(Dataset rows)
........

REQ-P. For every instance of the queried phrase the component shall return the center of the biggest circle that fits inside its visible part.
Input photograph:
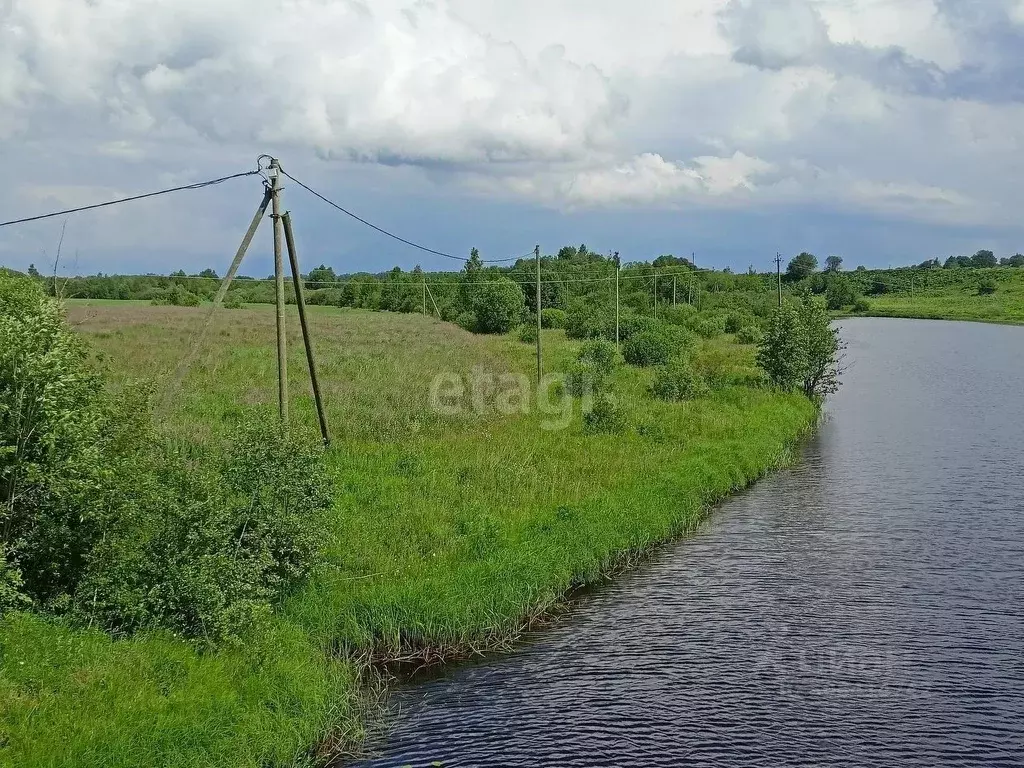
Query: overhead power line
(198, 185)
(392, 235)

........

### Requirements
Reproduce every line of the records above verbatim, omitting the pictures.

### Solution for this problem
REQ-P. For every instance of the queried phrase the component shall return the center of the biggest circle that fits inside its visible part.
Input photograph:
Query: overhead power line
(198, 185)
(392, 235)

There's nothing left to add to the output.